▶
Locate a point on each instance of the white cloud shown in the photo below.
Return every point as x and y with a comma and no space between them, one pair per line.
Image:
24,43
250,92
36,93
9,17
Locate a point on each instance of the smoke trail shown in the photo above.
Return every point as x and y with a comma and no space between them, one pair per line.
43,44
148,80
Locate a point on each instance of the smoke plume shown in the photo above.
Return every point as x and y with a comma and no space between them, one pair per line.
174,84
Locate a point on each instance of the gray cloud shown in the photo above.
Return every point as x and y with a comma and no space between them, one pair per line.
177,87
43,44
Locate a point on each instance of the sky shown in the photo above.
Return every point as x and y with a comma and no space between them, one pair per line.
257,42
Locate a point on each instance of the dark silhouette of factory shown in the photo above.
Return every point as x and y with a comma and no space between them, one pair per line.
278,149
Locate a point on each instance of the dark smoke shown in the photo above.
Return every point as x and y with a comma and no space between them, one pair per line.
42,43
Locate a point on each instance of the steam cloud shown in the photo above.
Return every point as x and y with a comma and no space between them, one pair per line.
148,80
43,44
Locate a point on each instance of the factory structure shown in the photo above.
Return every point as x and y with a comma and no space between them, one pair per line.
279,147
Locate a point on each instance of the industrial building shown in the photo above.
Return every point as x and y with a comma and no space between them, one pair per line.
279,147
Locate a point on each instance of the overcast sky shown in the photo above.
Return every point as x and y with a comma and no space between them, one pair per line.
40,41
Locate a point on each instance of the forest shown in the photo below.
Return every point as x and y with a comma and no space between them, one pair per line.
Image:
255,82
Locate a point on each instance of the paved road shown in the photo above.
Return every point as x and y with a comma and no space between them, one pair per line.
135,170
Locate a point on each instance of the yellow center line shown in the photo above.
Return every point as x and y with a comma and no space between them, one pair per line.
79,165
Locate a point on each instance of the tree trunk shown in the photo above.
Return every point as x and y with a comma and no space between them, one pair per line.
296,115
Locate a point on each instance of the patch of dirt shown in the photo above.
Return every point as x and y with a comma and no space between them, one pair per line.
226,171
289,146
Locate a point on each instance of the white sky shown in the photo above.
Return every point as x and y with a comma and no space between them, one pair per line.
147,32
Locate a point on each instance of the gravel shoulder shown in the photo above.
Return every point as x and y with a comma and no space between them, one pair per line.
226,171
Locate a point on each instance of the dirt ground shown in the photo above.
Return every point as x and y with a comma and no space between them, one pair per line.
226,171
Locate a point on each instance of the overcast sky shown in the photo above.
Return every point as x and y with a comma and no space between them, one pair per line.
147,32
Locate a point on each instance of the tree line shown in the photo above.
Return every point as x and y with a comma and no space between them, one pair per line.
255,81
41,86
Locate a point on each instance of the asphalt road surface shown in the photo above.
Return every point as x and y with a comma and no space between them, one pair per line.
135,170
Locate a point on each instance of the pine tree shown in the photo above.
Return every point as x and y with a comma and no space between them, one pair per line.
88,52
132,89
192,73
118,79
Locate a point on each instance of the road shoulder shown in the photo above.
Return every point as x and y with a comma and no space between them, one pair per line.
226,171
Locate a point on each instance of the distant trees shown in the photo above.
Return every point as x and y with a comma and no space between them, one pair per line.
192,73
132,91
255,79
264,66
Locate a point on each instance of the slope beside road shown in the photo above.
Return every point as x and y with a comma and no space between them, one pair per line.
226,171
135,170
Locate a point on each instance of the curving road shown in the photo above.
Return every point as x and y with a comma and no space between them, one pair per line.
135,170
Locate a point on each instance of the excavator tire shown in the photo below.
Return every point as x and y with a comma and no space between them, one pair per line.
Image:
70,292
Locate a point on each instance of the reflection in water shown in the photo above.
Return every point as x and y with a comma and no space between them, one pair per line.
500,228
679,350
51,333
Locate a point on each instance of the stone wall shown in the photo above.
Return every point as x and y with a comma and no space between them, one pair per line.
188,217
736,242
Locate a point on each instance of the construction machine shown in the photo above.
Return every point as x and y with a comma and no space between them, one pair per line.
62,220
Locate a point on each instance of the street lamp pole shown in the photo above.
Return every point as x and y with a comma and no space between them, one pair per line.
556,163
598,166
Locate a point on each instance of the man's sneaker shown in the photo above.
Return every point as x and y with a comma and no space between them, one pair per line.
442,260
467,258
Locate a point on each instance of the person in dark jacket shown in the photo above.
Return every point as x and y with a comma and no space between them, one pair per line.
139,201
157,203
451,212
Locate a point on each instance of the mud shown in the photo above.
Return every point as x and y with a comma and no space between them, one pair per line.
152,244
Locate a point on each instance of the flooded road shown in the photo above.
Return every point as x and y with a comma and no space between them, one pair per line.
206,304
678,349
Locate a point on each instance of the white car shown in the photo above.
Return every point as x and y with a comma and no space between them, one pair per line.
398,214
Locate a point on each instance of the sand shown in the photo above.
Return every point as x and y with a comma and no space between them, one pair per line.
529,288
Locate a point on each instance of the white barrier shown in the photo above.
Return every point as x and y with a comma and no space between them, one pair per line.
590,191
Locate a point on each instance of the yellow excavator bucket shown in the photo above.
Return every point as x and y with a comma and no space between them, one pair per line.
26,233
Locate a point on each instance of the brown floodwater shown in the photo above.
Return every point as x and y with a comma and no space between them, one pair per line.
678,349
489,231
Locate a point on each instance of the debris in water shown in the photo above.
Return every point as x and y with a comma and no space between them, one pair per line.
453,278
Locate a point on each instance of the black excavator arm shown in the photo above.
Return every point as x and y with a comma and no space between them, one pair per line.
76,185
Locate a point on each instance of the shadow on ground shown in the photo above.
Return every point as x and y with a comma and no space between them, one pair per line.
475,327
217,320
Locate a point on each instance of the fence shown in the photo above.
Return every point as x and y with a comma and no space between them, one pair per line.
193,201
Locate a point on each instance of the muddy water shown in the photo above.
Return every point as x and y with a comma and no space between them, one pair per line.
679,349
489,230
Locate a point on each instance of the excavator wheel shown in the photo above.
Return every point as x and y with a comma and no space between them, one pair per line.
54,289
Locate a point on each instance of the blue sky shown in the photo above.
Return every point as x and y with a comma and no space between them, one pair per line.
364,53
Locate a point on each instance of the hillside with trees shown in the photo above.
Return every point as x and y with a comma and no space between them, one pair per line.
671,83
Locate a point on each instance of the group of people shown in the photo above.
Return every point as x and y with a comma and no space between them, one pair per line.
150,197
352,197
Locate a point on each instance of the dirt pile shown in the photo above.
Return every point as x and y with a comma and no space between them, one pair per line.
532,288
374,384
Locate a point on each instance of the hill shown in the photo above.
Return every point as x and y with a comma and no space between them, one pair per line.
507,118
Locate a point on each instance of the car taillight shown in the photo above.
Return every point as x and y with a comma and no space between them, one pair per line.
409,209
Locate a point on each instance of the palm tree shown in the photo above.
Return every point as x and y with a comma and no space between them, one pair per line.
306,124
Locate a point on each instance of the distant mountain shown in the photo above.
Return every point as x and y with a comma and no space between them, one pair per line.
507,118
◀
**Your instructions**
Return the full listing, character for character.

**Result for this task**
Locate a point on each instance of the white cloud shown in the photo below.
Return every point as x and y with a comma and no space between them, one pair per line.
Image:
24,43
250,92
36,93
9,17
Locate a point on each instance of the smoke trail shown in the photo above.
Return every point as x and y with a comma and no space between them, one pair per line.
43,44
148,80
Locate a point on each instance of the smoke plume shown in the photo above.
Return every point as x and y with a comma and no space between them, one pair per line.
174,84
Locate a point on each instance of the gray cloud shown in the photo above.
Return every point as x and y with a comma and no space between them, one pair per line.
177,87
43,44
Locate a point on each instance of the sky shown in the photo above.
Return every point as x and y with a comma and no space between them, one pair per line.
257,42
Locate a point on each instance of the dark silhouette of factory shown in the photo above.
Return every point as x and y with a comma and no space between them, one pair per line.
278,149
Locate a point on each instance of the dark smoke shown in the photo above.
Return every point as x and y with a comma and no space between them, one pair per line.
42,43
Locate a point on each instance of the steam cloud shown in the photo above.
Return every point as x and y with a comma and no space between them, one pair per line.
148,80
43,44
Locate a point on each instance of the factory structure shown in the photo above.
Return every point as x and y with a comma and no space between them, one pair per line.
279,147
Locate a point on each instance of the industrial building shown in the photo above.
Return every point as x and y with a comma and no space between them, one pair per line.
279,147
Locate a point on each instance of the overcast sky shown in the photo above.
Return every point as x and y with a comma and no space between them, one pair per line.
40,41
Locate a point on each instance of the forest shown in the photo below.
Return every point as x and y with a comma and no space between them, one pair per line.
Image:
255,82
Locate a point on each instance of the paved road shown in the photo above.
Return every point as x and y with a comma and no space between them, one pair per line.
135,170
Locate a point on each instance of the yellow center line shown in the photo above.
Return every point as x and y with a comma and no space between them, one pair per line.
79,165
Locate a point on each instance of the tree trunk shown in the photo above.
Return every point as x and y with a comma and no space between them, one pair per line.
296,115
Locate a point on each instance of the patch of dirt shown in the photo above.
Return every point as x and y with a comma and no space between them, one pair per line.
226,171
289,146
Locate a point on each instance of the white sky shown in the photo above.
Return every point as x and y with a comma and no space between them, one pair per line.
147,32
Locate a point on each instance of the gravel shoulder shown in the photo above.
Return every point as x and y with a comma and no space between them, one pair per line.
226,171
Locate a point on each instance of the dirt ground shown in the photo above.
Return every point as x and y with a comma and no space between them, one pair per line.
226,171
Locate a point on each instance of the overcast sky shown in the photo above.
Return every point as x and y with a comma and no space between them, one pair per line.
147,32
Locate a point on each instance of the tree line shown in the photo above.
Return every point as x and y with a comma and no space between them, one pair per line.
255,81
41,86
Locate a point on each instance of the asphalt road surface shown in the photo above.
Return every point as x and y with a comma and no space between them, one pair per line.
135,170
Locate a point on each instance of the pine tree shown in the photo above.
Return every point as x and y with a comma and no space between them, one pair per line.
88,52
132,89
192,73
118,79
Locate a point on each instance of the road shoulder shown in the photo above.
Return every point as x and y with a comma and no space between them, one pair per line.
226,171
Locate a point on each instance of the distant trees shown in the photo above.
Return every point as x and y with a comma and no space between them, one pair per line.
192,73
132,91
255,79
264,66
Locate a point on each instance of the slope beside road shown in the photo above.
Return every point as x and y with a comma and no space between them, one pair per line.
226,171
135,170
Locate a point on each instance of the curving road shown in the photo above.
Return every point as x and y with a comma and no space between them, one pair per line.
135,170
Locate a point on each instance of the excavator tire shown in the photo below.
Return every point as x and y with a comma and no space between them, one pair per line.
Image:
70,292
Locate a point on each instance of the reflection in water shown in the photo above.
Return every point as x and y with a comma and no space between them, one pair per line.
500,228
679,350
51,333
Locate a point on each instance of the stone wall shown in the photo above.
Return every point as x and y with a comma and no space between them, one pair per line.
188,217
736,242
Locate a point on each instance of the construction machine shown in the photo above.
Return every point as x and y with a comma and no space between them, one pair per line.
62,220
Locate a point on each instance of the street lamp pole shown in the photo above.
Return every point as x and y with a comma and no space between them, one pair per line.
556,163
598,166
Locate a point on each instance of the man's sneaker shown in the photo above.
Return every point as x and y with a comma and no space between them, one pair per line.
442,260
467,258
Locate a point on each instance of the person in dark jacket shown in the photo above.
Return every point as x and y with a comma and no space between them, one pair per line.
139,201
157,203
451,212
Locate a point on each instance of the mud shown in the photo above.
Return every point as x and y with a comma and no space between them, one pair per line.
152,244
Locate a point on each instance of the flooded road shown in the photo above.
Return every point as x and y with a comma and no space between them, one pair per line.
206,304
678,349
Locate a point on each instance of the white car shown in the photo above.
Return every point as x and y with a comma and no space between them, one pair per line.
398,214
Locate a point on each instance of the sand shown in the photo above.
Return every point as x and y with a comma and no space between them, one pair per line.
529,288
Locate a point on each instance of the white barrier shown in the photo above.
Return every point as x and y with a comma and no space between them, one pair per line.
590,191
Locate a point on each instance of the yellow excavator bucket shown in the photo above.
Return every point as x and y with a comma and no space between them, one pair per line.
26,233
Locate a point on each instance of the brown floodwater shown in the photo above.
Return every point as x and y with a comma and no space between them, one pair per line.
678,349
489,231
Locate a point on each instance of the debris in water shown in the photo above.
Return every point as x and y with a comma and no space between them, one pair per line.
453,278
Locate a point on each instance of the black excavator arm shown in the photo above.
Return every point as x and y with a comma and no space between them, one pair per line.
76,185
Locate a point on each instance of the shadow on ground shown in the photo above.
Return every point as x and y with a comma and no space between them, one pair per line.
475,327
217,320
Locate a point on each instance of the fence shown in the photo above.
Return every point as x and y with a comma and no space between them, one pair per line.
193,201
Locate a point on each instance of the muddy water shown in the photo above.
Return every point as x and y with a comma and no space between them, one pair per line.
679,349
489,230
Locate a point on each instance of the excavator wheel shown in the photo above.
Return every point as x and y with a comma and no space between them, one pair per line.
54,289
Locate a point on each instance of the blue sky shown in the photo above.
Return every point as x and y with a comma and no space between them, one pair per line.
364,53
Locate a point on each instance of the hillside with trees shown in the photo above.
Return every point as x and y with a comma and no space between them, one pair per line.
671,83
Locate a point on each instance of the group of people shown in the photo above.
Return every point as x and y with a comma and no space between them, one pair per line.
150,197
352,197
Locate a point on each instance of the dirt pile shown in the photo above.
Return every point as x and y with a comma and no space between them, one pair per line.
532,288
374,384
Locate a point on each instance of the hill shown in the photo above.
Return every point as x and y with a comma and no space between them, one pair per line.
507,118
Locate a point on each instance of the car taillight shown in the photo above.
Return every point as x and y with a comma and no space between them, one pair per line.
409,209
Locate a point on each instance of the palm tree shown in the photo above.
Return every point as x and y with a comma and no space between them, one pair per line.
306,124
Locate a point on each instance of the distant mountain shown in the photo above.
Return every point as x and y with a comma and no space between them, one pair per line.
507,118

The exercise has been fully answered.